• Work to be completed: Nothing but the lines from the one containing "Rules: pick out each instance of the bright" through the end of the data below may appear in the response, each one exact.

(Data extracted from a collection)
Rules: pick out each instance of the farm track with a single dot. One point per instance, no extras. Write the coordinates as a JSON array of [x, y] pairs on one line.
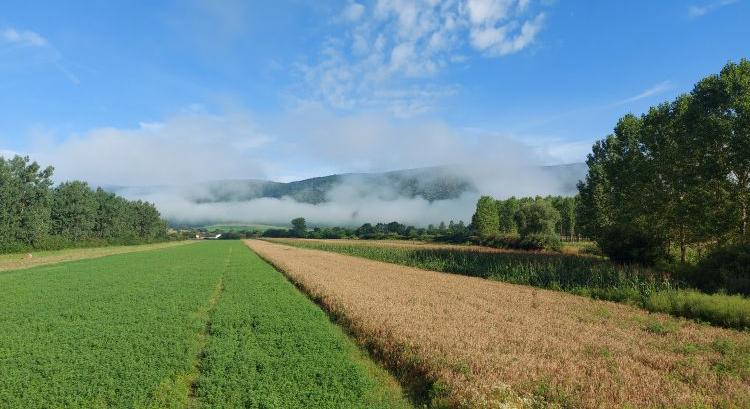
[[204, 326], [481, 343], [409, 245], [191, 399], [19, 261]]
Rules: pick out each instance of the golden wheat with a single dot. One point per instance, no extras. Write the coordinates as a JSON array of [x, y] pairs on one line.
[[489, 344]]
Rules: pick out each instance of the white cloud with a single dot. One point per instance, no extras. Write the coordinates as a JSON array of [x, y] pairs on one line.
[[22, 38], [702, 10], [353, 12], [29, 47], [654, 90], [400, 44]]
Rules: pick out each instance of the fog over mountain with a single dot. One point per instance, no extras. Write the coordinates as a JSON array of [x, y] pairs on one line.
[[415, 196]]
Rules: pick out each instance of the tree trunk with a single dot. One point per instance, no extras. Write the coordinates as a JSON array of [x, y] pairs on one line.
[[683, 249]]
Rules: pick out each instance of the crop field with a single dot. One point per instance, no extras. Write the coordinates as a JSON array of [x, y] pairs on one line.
[[469, 342], [204, 325], [581, 275], [40, 258]]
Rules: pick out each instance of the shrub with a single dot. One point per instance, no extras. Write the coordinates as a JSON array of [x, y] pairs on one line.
[[726, 268], [626, 244], [731, 311], [541, 242]]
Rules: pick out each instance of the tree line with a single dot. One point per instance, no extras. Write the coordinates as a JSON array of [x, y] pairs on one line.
[[675, 180], [448, 232], [527, 222], [35, 214]]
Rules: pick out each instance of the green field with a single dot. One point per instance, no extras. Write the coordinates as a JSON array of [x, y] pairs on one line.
[[241, 227], [205, 325]]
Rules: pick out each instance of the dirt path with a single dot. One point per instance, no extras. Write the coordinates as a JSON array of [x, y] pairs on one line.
[[481, 343], [28, 260]]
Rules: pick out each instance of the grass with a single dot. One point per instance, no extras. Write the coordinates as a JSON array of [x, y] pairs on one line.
[[270, 347], [240, 227], [482, 343], [186, 326], [587, 276], [17, 261]]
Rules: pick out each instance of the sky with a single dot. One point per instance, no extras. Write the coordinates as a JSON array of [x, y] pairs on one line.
[[169, 92]]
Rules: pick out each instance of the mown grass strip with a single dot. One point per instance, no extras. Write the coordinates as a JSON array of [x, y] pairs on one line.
[[585, 276], [271, 347], [117, 331], [208, 325], [480, 343]]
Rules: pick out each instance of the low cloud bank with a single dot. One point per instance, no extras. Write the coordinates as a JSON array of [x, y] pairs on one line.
[[182, 153], [353, 202]]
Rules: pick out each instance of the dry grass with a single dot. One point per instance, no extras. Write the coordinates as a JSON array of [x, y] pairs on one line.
[[27, 260], [488, 344]]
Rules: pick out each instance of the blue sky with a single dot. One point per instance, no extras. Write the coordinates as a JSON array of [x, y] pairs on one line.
[[291, 89]]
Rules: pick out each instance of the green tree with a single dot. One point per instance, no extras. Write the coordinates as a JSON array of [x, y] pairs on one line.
[[24, 202], [507, 210], [74, 211], [299, 226], [723, 102], [485, 220]]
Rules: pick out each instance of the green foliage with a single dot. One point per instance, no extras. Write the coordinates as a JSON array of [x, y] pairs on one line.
[[625, 244], [507, 210], [201, 325], [24, 203], [299, 226], [540, 241], [537, 217], [724, 269], [269, 346], [74, 211], [526, 223], [33, 215], [731, 311], [587, 276], [486, 220], [106, 332]]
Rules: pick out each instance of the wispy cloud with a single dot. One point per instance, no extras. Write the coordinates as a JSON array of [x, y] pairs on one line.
[[29, 43], [392, 52], [22, 38], [701, 10], [7, 153], [654, 90]]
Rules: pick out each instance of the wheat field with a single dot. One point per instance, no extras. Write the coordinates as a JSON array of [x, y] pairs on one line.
[[485, 344]]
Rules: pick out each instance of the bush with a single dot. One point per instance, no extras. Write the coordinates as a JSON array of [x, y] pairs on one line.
[[724, 269], [731, 311], [541, 242], [625, 244]]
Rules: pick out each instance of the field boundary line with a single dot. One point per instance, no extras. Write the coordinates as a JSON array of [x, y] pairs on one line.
[[179, 390], [99, 252], [414, 381]]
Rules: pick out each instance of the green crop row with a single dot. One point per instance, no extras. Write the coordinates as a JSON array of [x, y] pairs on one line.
[[586, 276], [271, 347], [206, 325]]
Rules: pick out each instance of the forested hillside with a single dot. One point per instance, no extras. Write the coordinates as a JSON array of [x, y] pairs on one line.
[[34, 214], [677, 176], [432, 184]]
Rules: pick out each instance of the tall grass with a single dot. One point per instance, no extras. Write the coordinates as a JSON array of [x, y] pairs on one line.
[[588, 276]]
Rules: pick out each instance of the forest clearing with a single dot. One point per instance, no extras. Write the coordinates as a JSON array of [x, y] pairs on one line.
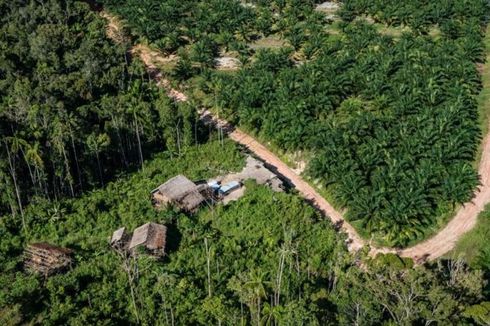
[[438, 245], [228, 162]]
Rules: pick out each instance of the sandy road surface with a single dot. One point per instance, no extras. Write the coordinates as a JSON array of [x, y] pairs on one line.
[[432, 248]]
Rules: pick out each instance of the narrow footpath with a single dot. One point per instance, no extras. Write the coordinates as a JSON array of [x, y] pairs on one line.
[[430, 249]]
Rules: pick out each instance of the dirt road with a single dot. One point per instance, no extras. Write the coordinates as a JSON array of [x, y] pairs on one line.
[[430, 249]]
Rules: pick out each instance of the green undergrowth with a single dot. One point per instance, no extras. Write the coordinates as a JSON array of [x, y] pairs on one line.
[[473, 246], [241, 243]]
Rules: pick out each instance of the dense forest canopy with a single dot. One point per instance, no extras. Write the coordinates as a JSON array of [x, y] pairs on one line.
[[391, 120], [74, 108], [272, 260]]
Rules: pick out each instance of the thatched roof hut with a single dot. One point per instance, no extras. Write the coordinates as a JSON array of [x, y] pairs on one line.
[[152, 236], [46, 258], [180, 192], [120, 238]]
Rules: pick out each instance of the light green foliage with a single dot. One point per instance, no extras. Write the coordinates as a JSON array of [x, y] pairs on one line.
[[474, 246], [393, 122]]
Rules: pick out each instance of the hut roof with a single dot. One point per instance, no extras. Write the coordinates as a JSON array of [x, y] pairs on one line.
[[177, 187], [183, 192], [50, 248], [45, 258], [118, 235], [151, 235]]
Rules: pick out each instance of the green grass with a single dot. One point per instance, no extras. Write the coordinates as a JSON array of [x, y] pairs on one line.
[[245, 238], [470, 245]]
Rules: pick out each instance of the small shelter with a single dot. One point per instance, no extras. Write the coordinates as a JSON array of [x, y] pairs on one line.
[[179, 191], [152, 236], [46, 258], [229, 187], [120, 238]]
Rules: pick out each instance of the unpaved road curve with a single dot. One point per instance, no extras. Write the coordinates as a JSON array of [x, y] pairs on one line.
[[430, 249]]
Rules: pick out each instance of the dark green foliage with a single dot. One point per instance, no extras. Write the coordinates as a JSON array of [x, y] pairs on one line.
[[272, 259], [74, 109], [392, 122]]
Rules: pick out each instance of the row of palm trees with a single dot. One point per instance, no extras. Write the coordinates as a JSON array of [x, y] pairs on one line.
[[393, 123]]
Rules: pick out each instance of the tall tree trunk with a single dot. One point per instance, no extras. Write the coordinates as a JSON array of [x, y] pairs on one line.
[[140, 151], [79, 173], [17, 191], [68, 171], [99, 168], [208, 261]]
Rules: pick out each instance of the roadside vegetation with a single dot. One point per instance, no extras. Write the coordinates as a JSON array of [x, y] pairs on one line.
[[75, 109], [85, 136], [272, 259]]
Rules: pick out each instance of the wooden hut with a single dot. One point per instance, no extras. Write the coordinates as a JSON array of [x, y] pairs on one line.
[[46, 259], [152, 237], [180, 192], [120, 238]]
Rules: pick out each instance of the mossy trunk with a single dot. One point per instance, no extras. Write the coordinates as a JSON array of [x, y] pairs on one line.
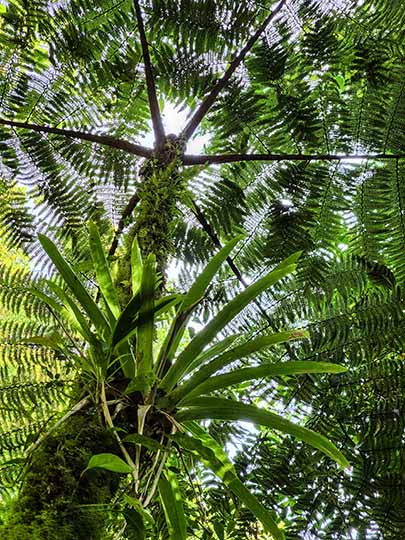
[[53, 503], [54, 494]]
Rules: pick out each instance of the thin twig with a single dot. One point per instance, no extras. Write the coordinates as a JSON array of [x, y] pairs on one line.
[[105, 140], [232, 158], [150, 81], [207, 103]]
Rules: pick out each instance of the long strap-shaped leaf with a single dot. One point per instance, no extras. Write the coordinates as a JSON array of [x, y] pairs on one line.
[[269, 370], [145, 330], [173, 507], [250, 347], [208, 333], [102, 270], [194, 295], [75, 285], [205, 408], [213, 457]]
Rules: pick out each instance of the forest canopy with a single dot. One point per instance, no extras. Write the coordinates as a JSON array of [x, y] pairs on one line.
[[202, 345]]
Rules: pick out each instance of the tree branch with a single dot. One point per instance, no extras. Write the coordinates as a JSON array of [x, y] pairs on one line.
[[150, 81], [231, 158], [105, 140], [215, 240], [133, 201], [207, 103]]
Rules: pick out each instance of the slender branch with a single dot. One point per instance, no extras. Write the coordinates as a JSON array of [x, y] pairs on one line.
[[133, 201], [215, 240], [231, 158], [106, 140], [207, 103], [150, 81]]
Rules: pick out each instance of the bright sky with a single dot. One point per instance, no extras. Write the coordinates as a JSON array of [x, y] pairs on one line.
[[174, 121]]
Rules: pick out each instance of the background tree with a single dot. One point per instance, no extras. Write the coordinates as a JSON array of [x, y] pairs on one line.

• Task response:
Rules: pick out each instance of the bright sky with a single dot. One point per instance, no extras. Write the coordinates as a JSON array of [x, y] pairs on one line.
[[174, 121]]
Rules: pick out each instance of the background tree with a single dot. One point per instance, no extras. Write the coordinates as a JSON array of [x, y] pairs on one line.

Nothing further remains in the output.